Gepubliceerd op:

Met de Wet bijzondere maatregelen grootstedelijke problematiek (Wbmgp) kunnen gemeenten in gebieden waar de leefbaarheid en veiligheid onder druk staan huurwoningen selectief toewijzen. Woningzoekenden kunnen geweigerd worden op basis van de aard van hun inkomen of crimineel of overlastgevend gedrag in het verleden, of juist voorrang krijgen op basis van sociaaleconomische kenmerken.

Om de vijf jaar wordt de Wbmgp geëvalueerd. RIGO voerde deze keer de landelijke evaluatie uit op basis van lokale evaluaties van gemeenten en interviews onder professionals en ervaringsdeskundigen, afgenomen door de Rijksdienst voor Ondernemend Nederland. Ten tijde van de evaluatie pasten tien gemeenten de wet toe: Capelle aan den IJssel, Den Bosch, Dordrecht, Nijmegen, Nissewaard (geen deel van de evaluatie), Schiedam, Rotterdam, Tilburg, Vlaardingen en Zaanstad.

## Getoond materiaal

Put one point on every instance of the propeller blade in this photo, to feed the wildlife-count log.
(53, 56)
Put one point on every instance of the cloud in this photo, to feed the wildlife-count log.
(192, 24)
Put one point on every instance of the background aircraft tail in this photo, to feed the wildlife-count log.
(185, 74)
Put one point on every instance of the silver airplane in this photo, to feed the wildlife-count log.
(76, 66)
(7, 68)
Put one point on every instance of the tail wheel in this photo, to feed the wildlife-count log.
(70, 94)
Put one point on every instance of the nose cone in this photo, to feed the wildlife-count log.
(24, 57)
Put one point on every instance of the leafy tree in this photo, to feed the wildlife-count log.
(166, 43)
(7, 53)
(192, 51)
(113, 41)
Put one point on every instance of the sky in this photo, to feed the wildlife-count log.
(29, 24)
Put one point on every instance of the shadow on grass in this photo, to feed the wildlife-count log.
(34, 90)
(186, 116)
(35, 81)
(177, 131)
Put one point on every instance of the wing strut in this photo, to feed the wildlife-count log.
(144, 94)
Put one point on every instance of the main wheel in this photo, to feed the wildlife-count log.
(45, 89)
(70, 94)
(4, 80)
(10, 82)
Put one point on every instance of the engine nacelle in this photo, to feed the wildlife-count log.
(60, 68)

## Jouw opdrachten
• A. Geef uit de tekst over de Wbmgp letterlijk het deel terug tussen "Met de Wet bijzondere" en "van sociaaleconomische kenmerken.", beide inbegrepen.
• B. Welke gemeente paste volgens de tekst over de Wbmgp de wet toe, maar maakte geen deel uit van de evaluatie?
• C. Zet de tekst over de Wbmgp voort vanaf het punt waar hij ophoudt.
De items spelen hierbij geen rol.

## Antwoorden per opdracht
• A.
Met de Wet bijzondere maatregelen grootstedelijke problematiek (Wbmgp) kunnen gemeenten in gebieden waar de leefbaarheid en veiligheid onder druk staan huurwoningen selectief toewijzen. Woningzoekenden kunnen geweigerd worden op basis van de aard van hun inkomen of crimineel of overlastgevend gedrag in het verleden, of juist voorrang krijgen op basis van sociaaleconomische kenmerken.

• B. Nissewaard

• C.
Effecten moeilijk te meten, maar gemeenten zijn positief

Uit de evaluatie blijkt dat woningzoekenden in de praktijk zelden geweigerd worden op basis van inkomensvoorwaarden of overlastgevend of crimineel gedrag. Maar volgens de gemeenten en andere betrokkenen is hier sprake van een preventief effect: als woningzoekenden vermoeden dat ze in een bepaald gebied geen kans maken, reageren ze bij voorbaat niet. Bij het geven van voorrang is wel een directe uitwerking te zien op de instroom van nieuwe huurders; vanwege de schaarste aan huurwoningen zijn er bijna altijd kandidaten die voorrang krijgen.

‘Van dweilen met de kraan open naar met de kraan dicht,’ aldus een professional

Wat de precieze effecten van de Wbmgp zijn voor de leefbaarheid in de aangewezen straat, buurt of wijk is lastig te kwantificeren. Enerzijds komt dit doordat de inzet steevast deel uitmaakt van een brede aanpak met allerlei andere maatregelen. Anderzijds doordat de doelen die gemeenten voor ogen hebben kwesties van de lange adem zijn, en niet oplosbaar binnen één termijn van de gebiedsaanwijzing. Toch zijn gemeenten en professionals over het algemeen positief over de werking van de Wbmgp. ‘Van dweilen met de kraan open naar met de kraan dicht,’ aldus een professional. Ook onder bewoners bestaat over het algemeen draagvlak.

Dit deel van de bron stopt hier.